▶ [EXCERPTED RECORDS]:
★ ★ ★ ★ ★ ★ ★
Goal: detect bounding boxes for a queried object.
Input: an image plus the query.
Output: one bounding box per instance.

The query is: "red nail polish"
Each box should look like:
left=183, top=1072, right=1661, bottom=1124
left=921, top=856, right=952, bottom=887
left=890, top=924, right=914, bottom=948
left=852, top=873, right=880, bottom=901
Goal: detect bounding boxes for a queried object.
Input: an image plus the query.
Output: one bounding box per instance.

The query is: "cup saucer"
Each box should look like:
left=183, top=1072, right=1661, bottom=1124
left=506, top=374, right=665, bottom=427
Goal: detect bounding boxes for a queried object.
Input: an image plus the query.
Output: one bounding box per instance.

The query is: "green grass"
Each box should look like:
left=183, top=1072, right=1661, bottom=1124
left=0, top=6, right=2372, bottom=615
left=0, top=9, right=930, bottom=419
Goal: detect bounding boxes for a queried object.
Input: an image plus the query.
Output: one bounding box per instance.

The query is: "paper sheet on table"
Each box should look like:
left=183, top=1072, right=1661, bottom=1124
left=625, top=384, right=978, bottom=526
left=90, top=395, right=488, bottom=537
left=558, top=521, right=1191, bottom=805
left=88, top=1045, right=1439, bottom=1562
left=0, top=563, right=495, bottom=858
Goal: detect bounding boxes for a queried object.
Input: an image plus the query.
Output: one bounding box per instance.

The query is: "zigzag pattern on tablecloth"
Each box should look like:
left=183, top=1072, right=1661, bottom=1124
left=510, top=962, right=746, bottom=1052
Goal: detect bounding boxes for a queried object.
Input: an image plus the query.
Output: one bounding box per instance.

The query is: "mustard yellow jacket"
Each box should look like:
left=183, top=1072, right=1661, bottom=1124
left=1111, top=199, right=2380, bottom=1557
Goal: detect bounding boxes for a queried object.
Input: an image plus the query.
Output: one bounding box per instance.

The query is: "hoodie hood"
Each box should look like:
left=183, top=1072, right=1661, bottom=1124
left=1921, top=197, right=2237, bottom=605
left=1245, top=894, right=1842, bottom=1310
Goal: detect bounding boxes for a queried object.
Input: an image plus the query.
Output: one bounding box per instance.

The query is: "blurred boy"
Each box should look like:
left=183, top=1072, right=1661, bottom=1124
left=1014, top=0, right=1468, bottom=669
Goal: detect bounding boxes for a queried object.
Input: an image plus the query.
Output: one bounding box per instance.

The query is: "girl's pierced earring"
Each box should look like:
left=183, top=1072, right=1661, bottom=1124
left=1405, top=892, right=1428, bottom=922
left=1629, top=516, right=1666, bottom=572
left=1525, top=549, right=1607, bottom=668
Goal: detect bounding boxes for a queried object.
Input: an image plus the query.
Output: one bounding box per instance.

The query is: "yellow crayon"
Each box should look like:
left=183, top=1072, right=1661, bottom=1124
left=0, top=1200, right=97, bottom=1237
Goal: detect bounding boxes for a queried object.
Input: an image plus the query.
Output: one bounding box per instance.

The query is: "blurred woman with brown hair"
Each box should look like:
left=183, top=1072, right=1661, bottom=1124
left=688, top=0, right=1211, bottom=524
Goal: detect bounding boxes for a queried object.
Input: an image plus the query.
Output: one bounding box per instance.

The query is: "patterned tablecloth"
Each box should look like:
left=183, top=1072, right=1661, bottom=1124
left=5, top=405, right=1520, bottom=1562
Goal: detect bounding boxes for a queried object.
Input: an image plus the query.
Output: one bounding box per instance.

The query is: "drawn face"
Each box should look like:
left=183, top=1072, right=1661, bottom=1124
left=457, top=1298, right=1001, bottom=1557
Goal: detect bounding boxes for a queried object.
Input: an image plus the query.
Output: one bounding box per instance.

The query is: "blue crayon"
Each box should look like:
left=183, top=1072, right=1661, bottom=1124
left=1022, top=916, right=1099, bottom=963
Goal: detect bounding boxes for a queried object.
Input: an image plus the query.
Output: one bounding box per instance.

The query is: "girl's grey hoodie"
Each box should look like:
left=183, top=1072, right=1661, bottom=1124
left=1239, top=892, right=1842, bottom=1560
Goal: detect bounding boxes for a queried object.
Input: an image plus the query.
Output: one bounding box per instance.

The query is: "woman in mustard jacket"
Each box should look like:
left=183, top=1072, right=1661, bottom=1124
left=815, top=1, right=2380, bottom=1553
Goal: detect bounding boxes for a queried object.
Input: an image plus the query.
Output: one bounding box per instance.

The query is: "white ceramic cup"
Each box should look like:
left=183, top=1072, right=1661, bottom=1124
★ ★ ★ ★ ★ ★ ★
If the word "woman" is on a line above, return that line.

The query is: "blurred woman with brown hair"
The query is: "woman in mustard jacket"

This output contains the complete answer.